[Stored data]
________________________
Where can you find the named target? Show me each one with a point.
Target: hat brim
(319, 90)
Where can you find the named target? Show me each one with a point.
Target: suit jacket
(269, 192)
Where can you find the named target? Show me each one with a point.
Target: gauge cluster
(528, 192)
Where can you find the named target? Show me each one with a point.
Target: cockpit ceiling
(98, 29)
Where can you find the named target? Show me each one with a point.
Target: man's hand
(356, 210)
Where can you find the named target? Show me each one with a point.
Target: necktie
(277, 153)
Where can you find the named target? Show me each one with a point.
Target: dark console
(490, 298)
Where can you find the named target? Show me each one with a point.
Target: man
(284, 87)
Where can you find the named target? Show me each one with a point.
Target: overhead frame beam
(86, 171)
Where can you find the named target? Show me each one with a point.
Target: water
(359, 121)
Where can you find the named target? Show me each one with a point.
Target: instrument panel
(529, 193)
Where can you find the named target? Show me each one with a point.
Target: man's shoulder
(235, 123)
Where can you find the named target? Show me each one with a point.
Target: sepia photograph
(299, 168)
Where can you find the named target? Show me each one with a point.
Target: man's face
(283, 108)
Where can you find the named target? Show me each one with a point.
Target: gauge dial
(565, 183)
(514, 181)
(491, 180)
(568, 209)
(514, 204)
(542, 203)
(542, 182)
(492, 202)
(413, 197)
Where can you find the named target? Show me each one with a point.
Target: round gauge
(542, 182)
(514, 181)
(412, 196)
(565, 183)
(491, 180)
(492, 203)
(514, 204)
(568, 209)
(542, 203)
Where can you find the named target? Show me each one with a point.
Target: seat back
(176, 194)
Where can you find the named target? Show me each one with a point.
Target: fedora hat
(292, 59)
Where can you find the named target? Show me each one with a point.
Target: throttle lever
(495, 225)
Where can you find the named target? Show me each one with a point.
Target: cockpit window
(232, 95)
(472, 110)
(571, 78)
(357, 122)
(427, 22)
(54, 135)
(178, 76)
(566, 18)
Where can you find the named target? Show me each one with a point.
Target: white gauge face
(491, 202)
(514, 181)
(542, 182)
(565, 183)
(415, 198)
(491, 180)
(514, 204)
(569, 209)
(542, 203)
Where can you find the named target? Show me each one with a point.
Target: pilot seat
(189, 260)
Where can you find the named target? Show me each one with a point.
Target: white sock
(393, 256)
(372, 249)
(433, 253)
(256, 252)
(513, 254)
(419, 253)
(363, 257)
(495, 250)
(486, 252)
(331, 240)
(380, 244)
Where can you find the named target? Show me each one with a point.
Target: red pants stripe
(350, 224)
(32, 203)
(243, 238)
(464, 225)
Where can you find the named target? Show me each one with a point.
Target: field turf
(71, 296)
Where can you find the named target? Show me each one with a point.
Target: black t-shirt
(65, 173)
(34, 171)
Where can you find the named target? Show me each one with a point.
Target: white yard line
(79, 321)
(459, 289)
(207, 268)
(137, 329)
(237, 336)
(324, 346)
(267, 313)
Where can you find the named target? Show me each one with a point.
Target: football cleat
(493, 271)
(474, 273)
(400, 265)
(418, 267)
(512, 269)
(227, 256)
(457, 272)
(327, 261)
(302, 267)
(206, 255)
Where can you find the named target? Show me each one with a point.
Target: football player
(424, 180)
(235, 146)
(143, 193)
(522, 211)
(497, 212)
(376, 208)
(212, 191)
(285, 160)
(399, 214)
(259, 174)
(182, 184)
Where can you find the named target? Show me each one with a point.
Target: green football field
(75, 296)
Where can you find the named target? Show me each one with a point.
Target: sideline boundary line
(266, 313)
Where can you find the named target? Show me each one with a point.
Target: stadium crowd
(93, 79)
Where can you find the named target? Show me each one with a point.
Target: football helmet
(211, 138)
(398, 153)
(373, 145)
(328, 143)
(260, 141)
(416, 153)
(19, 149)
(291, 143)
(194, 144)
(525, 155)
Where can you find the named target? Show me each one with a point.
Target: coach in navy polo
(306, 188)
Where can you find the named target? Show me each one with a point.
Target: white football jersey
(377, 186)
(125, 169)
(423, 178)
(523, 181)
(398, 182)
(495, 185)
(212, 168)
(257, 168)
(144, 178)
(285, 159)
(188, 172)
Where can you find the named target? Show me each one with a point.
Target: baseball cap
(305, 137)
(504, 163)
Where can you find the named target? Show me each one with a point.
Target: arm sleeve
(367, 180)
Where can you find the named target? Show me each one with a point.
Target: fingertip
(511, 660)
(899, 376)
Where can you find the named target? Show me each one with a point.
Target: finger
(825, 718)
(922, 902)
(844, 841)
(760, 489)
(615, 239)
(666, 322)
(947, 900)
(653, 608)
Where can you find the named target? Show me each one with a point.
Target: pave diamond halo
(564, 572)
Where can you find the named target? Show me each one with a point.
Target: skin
________________________
Reproduce the material above exactly; please quote every line of it.

Full answer:
Where can you find the named target? Show me each one with a point.
Target: hat brim
(319, 90)
Where can you find the named target? Show me each one with a point.
Target: suit jacket
(269, 192)
Where can you find the named target? Show me each one with a point.
Target: gauge cluster
(528, 192)
Where can you find the named target? Show me each one with a point.
Target: cockpit ceiling
(98, 29)
Where can you find the named target? Show me each one with a point.
Target: man's hand
(356, 210)
Where can you find the named target? Show me each one with a point.
Target: necktie
(277, 153)
Where can you find the named target? Show me each one with a point.
Target: dark console
(490, 298)
Where can you find the named target? Show me each one with a point.
Target: man
(284, 87)
Where can you find the named target? Show me each one with a point.
Target: overhead frame beam
(86, 171)
Where can you find the named target? Show me each one with a point.
Target: water
(359, 121)
Where can you find the named target? Show me each one with a point.
Target: instrument panel
(529, 193)
Where can you find the named target? Show me each one with a point.
Target: man's shoulder
(235, 123)
Where can you find the named target? Show me each one with a point.
Target: sepia photograph
(299, 168)
Where can you find the named target? Show me each one with a point.
Target: man's face
(283, 108)
Where can you find the named target? Show me each one with a point.
Target: gauge dial
(565, 183)
(514, 181)
(491, 180)
(568, 209)
(514, 204)
(542, 203)
(542, 182)
(492, 202)
(413, 197)
Where can you find the named target? Show me each one with a point.
Target: round gauge
(542, 182)
(514, 181)
(412, 196)
(565, 183)
(491, 180)
(492, 203)
(514, 204)
(568, 209)
(542, 203)
Where can you find the named target? Show me each one with a point.
Target: seat back
(176, 194)
Where can you find the named target? Show me each one with a point.
Target: fedora hat
(292, 59)
Where can you find the named target? Show me each one with a point.
Target: throttle lever
(495, 225)
Where can you find the named target? Show me each one with a point.
Target: cockpit window
(232, 95)
(472, 110)
(571, 78)
(357, 122)
(427, 22)
(54, 135)
(178, 76)
(566, 18)
Where can you find the named target? Show me each one with a point.
Target: white gauge face
(491, 202)
(514, 181)
(542, 182)
(565, 183)
(415, 198)
(491, 180)
(514, 204)
(569, 209)
(542, 203)
Where can you find the named target? Show me each one with a point.
Target: pilot seat
(189, 260)
Where can you find the named target? Show me each one with a point.
Target: white sock
(393, 256)
(372, 249)
(433, 253)
(256, 252)
(513, 254)
(419, 253)
(363, 257)
(495, 250)
(486, 252)
(331, 240)
(380, 244)
Where can you find the named target? Show me each one with a point.
Target: red pants stripe
(350, 224)
(32, 203)
(243, 238)
(464, 225)
Where can you find the named target? Show me each one with a point.
Target: field turf
(71, 296)
Where can you find the named target? Show me each one with a point.
Target: black t-shirt
(65, 173)
(34, 171)
Where can you find the named target? Show me each one with a point.
Target: white yard line
(79, 321)
(459, 289)
(207, 268)
(137, 329)
(237, 336)
(324, 346)
(267, 313)
Where can you find the named target? Show me each one with a point.
Target: football cleat
(493, 271)
(474, 273)
(400, 265)
(418, 267)
(512, 269)
(227, 256)
(457, 272)
(327, 261)
(302, 267)
(206, 255)
Where can you find the named target? Show me each one with a point.
Target: football player
(424, 180)
(235, 146)
(143, 193)
(522, 211)
(497, 212)
(376, 208)
(212, 191)
(285, 160)
(399, 214)
(259, 174)
(182, 184)
Where can you find the named target? Show me each one with a point.
Target: green football field
(75, 296)
Where can you find the named target? Show me each one with a point.
Target: sideline boundary line
(266, 313)
Where can you find the named target? Show me each one with a point.
Target: stadium crowd
(93, 79)
Where can you find the named target? Show me each one with a point.
Target: football helmet
(211, 138)
(398, 153)
(373, 145)
(328, 143)
(260, 141)
(416, 153)
(19, 149)
(291, 143)
(194, 144)
(525, 155)
Where can you find the named target? Show me each one with a point.
Target: coach in navy polo
(306, 188)
Where can you find the named target? Show me each one with a point.
Target: white football jersey
(377, 186)
(125, 169)
(423, 178)
(523, 181)
(398, 182)
(495, 185)
(212, 168)
(257, 168)
(144, 178)
(285, 159)
(188, 172)
Where can you find the named target? Show me each one with a point.
Target: baseball cap
(305, 137)
(504, 163)
Where can you find the named target? Show me each one with a point.
Target: arm sleeve
(367, 180)
Where can you find the named target? Show me each one with a point.
Target: fingertip
(511, 660)
(899, 376)
Where can you find the named target? Show me each one with a point.
Target: finger
(825, 718)
(922, 902)
(844, 841)
(760, 489)
(615, 239)
(666, 322)
(947, 900)
(653, 608)
Where can you find the named target? Show me each one with a point.
Target: pave diamond halo
(564, 572)
Where can you find the named target? Show me each one with a point.
Target: skin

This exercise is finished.